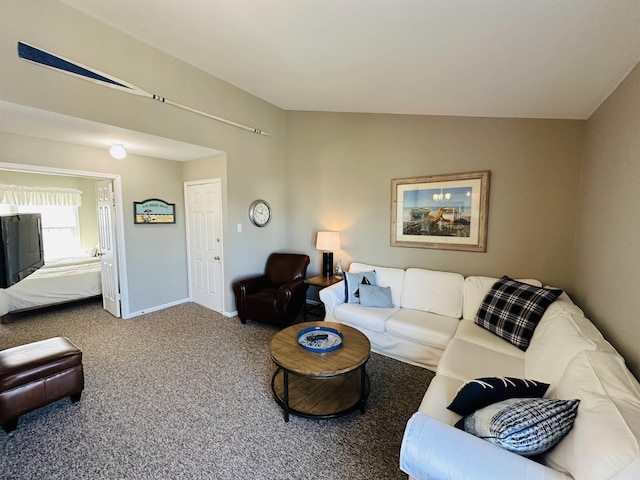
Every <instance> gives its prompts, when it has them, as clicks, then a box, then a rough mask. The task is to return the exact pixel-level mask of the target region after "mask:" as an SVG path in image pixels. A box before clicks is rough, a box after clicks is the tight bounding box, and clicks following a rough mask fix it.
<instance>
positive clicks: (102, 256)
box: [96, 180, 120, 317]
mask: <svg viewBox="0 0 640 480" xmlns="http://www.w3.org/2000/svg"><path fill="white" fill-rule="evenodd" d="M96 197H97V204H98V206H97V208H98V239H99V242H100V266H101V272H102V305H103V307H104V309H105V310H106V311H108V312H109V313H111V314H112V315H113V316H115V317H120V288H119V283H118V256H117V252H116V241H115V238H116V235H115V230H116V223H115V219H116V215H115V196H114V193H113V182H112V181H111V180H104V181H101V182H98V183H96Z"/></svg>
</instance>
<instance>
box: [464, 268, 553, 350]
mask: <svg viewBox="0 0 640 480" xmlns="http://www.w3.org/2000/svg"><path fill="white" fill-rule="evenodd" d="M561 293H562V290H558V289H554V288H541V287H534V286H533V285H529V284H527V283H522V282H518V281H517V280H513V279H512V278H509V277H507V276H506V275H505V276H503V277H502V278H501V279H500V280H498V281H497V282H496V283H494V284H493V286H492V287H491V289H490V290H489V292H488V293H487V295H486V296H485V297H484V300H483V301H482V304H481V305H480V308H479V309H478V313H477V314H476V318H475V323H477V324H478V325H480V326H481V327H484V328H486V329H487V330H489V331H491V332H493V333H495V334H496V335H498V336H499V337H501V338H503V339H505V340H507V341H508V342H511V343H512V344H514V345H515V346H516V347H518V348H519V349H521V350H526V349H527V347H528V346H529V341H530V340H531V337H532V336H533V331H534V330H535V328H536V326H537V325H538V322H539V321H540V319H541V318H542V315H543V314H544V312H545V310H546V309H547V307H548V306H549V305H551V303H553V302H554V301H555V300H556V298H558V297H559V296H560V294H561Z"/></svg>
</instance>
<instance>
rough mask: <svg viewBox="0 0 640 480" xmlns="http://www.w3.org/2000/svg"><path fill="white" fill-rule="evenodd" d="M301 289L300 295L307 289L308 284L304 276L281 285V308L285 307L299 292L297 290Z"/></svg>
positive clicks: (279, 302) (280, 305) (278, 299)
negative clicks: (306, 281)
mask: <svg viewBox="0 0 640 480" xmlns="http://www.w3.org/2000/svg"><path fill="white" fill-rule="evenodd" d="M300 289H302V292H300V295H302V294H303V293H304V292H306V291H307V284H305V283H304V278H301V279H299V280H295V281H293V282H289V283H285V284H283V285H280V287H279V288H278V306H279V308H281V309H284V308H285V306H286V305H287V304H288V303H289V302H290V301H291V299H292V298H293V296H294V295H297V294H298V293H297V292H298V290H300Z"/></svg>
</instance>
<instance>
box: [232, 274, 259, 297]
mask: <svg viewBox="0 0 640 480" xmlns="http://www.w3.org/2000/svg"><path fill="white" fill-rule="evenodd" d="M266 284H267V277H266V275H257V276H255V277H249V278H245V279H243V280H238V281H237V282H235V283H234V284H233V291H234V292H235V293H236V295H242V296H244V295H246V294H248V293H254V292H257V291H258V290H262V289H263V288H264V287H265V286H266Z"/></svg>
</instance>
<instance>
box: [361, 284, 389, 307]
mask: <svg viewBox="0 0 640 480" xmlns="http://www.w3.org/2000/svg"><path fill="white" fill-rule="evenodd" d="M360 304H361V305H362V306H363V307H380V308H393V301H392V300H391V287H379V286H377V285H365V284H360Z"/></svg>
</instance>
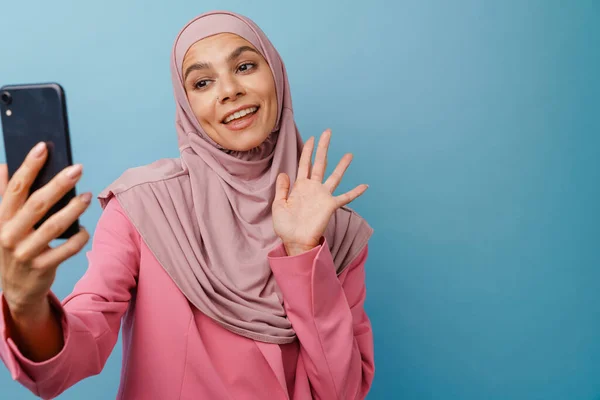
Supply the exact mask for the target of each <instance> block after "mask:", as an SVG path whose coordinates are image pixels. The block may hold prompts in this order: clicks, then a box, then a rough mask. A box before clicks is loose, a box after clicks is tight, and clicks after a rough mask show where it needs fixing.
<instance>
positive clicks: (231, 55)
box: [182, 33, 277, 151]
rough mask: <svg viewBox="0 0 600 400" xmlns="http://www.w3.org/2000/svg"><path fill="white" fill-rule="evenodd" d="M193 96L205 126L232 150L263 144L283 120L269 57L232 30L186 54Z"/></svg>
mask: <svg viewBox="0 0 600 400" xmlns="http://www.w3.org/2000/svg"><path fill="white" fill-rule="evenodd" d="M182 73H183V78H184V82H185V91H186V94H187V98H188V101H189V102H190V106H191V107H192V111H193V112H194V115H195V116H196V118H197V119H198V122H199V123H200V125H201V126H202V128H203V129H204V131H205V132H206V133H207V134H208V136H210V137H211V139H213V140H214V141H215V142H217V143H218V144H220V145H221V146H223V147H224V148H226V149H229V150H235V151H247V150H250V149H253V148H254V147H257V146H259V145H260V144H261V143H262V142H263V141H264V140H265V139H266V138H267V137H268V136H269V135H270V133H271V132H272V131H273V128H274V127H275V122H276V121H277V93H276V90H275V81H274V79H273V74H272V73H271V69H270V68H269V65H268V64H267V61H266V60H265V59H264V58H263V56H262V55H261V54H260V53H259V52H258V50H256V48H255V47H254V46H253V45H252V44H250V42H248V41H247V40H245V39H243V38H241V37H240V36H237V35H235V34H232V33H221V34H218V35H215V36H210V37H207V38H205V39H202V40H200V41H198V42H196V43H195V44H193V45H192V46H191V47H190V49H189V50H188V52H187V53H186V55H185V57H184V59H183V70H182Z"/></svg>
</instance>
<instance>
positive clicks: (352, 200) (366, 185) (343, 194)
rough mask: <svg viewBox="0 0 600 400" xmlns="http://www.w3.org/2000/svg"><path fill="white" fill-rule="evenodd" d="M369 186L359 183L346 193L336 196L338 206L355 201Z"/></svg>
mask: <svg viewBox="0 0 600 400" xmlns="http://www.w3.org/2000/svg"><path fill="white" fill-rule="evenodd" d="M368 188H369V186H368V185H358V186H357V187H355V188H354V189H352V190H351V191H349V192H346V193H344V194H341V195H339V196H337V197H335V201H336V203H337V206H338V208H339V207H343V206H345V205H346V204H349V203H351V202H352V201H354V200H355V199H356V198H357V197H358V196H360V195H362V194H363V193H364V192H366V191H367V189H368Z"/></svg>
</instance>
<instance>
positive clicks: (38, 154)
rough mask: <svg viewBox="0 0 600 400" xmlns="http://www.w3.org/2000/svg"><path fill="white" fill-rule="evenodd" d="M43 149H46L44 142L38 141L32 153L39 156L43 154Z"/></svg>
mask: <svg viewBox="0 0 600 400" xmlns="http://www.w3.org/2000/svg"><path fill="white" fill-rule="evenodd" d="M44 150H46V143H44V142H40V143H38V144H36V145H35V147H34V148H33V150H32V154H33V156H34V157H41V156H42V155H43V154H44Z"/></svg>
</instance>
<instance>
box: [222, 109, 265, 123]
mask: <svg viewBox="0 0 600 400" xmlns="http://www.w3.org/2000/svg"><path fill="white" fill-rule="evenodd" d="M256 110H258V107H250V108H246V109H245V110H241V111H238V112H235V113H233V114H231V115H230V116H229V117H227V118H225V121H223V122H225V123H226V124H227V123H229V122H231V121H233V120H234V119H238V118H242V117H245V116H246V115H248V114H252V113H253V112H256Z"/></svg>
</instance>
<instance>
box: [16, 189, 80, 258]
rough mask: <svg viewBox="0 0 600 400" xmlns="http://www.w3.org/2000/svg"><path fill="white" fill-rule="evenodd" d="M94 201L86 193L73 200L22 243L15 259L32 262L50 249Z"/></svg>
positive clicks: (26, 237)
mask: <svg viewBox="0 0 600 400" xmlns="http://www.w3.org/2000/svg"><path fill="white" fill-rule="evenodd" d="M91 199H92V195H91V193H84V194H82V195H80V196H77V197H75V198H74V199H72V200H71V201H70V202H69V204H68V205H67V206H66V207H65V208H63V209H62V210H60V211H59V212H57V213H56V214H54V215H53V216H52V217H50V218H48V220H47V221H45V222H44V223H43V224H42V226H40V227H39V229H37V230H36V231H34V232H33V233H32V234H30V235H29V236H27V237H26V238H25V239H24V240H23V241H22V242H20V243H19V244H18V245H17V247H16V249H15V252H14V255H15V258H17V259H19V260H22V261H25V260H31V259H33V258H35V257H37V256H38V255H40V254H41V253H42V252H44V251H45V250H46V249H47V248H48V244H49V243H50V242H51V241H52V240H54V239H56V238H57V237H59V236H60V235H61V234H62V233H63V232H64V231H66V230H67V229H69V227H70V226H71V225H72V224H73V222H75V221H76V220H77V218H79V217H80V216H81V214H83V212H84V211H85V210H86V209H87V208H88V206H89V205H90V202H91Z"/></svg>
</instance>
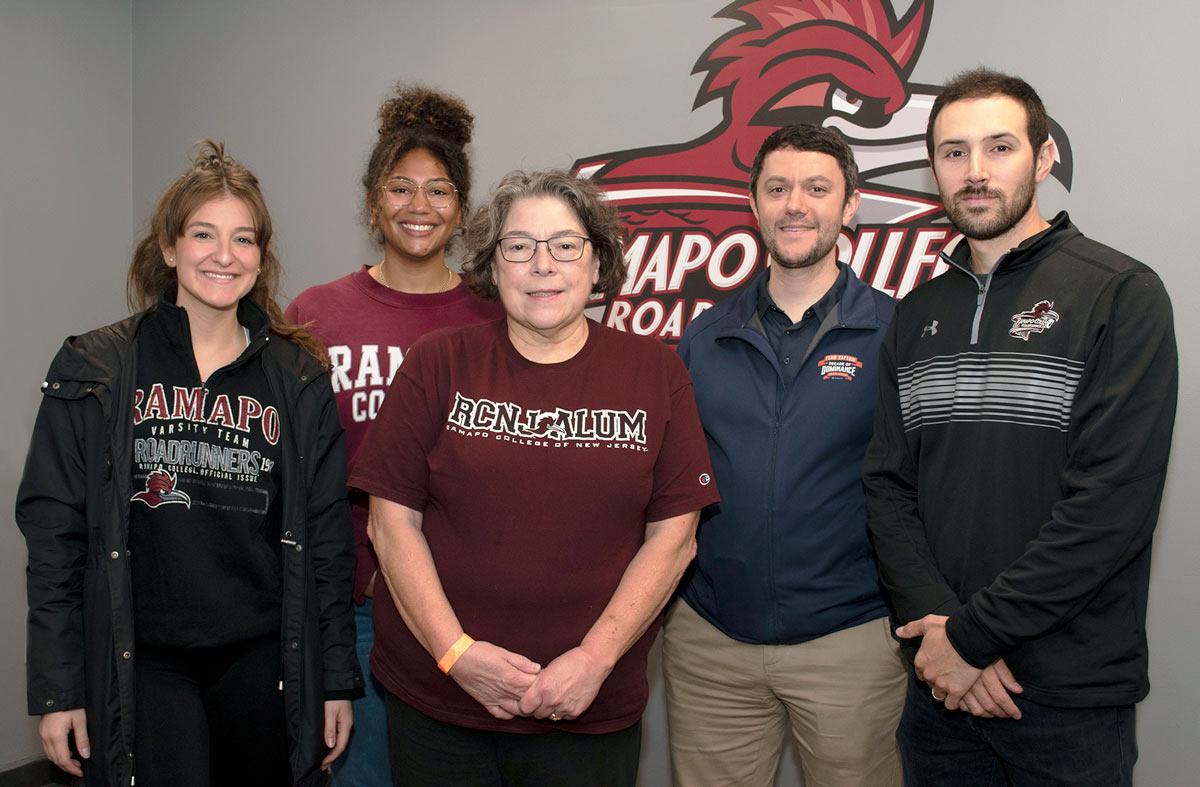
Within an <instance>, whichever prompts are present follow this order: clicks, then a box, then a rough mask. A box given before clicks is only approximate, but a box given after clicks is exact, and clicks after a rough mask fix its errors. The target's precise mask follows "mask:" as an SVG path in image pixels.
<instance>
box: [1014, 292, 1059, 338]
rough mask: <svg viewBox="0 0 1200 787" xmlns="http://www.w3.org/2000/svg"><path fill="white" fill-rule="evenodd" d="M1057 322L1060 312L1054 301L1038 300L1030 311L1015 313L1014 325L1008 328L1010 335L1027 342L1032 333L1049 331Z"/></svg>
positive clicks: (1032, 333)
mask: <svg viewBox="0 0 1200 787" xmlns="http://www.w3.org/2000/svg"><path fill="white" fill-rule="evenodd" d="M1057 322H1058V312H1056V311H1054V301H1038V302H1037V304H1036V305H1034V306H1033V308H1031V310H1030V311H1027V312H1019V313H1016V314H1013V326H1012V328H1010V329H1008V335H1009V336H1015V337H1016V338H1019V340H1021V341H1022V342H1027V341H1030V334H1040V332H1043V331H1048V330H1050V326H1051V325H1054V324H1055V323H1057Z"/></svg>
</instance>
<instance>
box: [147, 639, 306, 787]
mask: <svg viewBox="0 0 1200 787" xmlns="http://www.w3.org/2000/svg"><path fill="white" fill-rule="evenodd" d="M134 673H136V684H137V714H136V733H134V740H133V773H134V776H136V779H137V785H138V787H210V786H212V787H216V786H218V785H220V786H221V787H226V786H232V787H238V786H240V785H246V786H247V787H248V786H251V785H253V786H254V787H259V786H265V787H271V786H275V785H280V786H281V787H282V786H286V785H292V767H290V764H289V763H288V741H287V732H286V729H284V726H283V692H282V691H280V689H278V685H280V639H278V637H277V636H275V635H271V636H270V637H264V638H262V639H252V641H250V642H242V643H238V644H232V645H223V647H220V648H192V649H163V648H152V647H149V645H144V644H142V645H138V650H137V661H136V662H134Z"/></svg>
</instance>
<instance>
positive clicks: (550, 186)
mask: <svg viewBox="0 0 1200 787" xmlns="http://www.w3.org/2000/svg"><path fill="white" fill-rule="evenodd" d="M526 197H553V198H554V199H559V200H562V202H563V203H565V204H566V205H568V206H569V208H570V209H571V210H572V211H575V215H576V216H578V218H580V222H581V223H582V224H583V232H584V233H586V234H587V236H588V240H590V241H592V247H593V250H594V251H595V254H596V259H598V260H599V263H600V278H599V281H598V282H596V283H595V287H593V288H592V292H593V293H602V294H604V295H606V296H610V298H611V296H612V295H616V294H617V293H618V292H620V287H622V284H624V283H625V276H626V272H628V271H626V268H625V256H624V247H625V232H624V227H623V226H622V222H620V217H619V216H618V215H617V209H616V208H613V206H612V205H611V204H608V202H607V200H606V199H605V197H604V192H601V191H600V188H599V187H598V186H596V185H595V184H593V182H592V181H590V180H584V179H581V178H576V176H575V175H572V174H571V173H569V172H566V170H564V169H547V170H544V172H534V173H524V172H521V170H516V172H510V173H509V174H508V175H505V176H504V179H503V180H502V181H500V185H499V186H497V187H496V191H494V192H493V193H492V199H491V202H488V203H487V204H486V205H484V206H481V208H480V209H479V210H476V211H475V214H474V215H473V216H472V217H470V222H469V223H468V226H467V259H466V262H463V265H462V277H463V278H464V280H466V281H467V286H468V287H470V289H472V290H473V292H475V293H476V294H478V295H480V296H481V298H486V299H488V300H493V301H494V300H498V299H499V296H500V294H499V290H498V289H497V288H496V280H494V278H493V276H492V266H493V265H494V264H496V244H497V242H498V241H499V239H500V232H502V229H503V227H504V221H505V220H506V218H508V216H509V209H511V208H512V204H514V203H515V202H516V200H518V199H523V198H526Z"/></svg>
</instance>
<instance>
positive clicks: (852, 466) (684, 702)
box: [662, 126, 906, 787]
####################
- _Exercise requirements_: Please write out, exactly as they appear above, only the lines in the stretch from the line with "positive clicks: (231, 55)" through the line with "positive clicks: (38, 154)".

- _Answer to the exercise_:
positive clicks: (231, 55)
box: [182, 33, 277, 151]
rough mask: <svg viewBox="0 0 600 400" xmlns="http://www.w3.org/2000/svg"><path fill="white" fill-rule="evenodd" d="M193 96L205 126L232 150L263 144L283 120L269 57L232 30L186 54Z"/></svg>
mask: <svg viewBox="0 0 600 400" xmlns="http://www.w3.org/2000/svg"><path fill="white" fill-rule="evenodd" d="M182 73H183V78H184V82H185V91H186V94H187V98H188V101H189V102H190V106H191V107H192V111H193V112H194V115H195V116H196V118H197V119H198V122H199V123H200V125H201V126H202V128H203V129H204V131H205V132H206V133H207V134H208V136H210V137H211V139H213V140H214V141H215V142H217V143H218V144H220V145H221V146H223V147H224V148H226V149H229V150H235V151H247V150H250V149H253V148H254V147H257V146H259V145H260V144H261V143H262V142H263V141H264V140H265V139H266V138H267V137H268V136H269V135H270V133H271V132H272V131H273V128H274V127H275V122H276V121H277V93H276V90H275V81H274V79H273V74H272V73H271V69H270V68H269V65H268V64H267V61H266V60H265V59H264V58H263V56H262V55H261V54H260V53H259V52H258V50H256V48H255V47H254V46H253V45H252V44H250V42H248V41H247V40H245V39H243V38H241V37H240V36H237V35H235V34H232V33H221V34H218V35H215V36H210V37H207V38H205V39H202V40H200V41H198V42H196V43H195V44H193V45H192V46H191V47H190V49H189V50H188V52H187V53H186V55H185V57H184V59H183V70H182Z"/></svg>
</instance>
<instance>
positive clicks: (352, 200) (366, 185) (343, 194)
rough mask: <svg viewBox="0 0 600 400" xmlns="http://www.w3.org/2000/svg"><path fill="white" fill-rule="evenodd" d="M369 186L359 183L346 193L336 196L338 206L355 201Z"/></svg>
mask: <svg viewBox="0 0 600 400" xmlns="http://www.w3.org/2000/svg"><path fill="white" fill-rule="evenodd" d="M368 188H369V186H368V185H358V186H357V187H355V188H354V189H352V190H351V191H349V192H346V193H344V194H341V195H339V196H337V197H335V201H336V203H337V206H338V208H339V207H343V206H345V205H346V204H349V203H351V202H352V201H354V200H355V199H356V198H357V197H358V196H360V195H362V194H363V193H364V192H366V191H367V189H368Z"/></svg>
</instance>
<instance>
positive clicks: (38, 154)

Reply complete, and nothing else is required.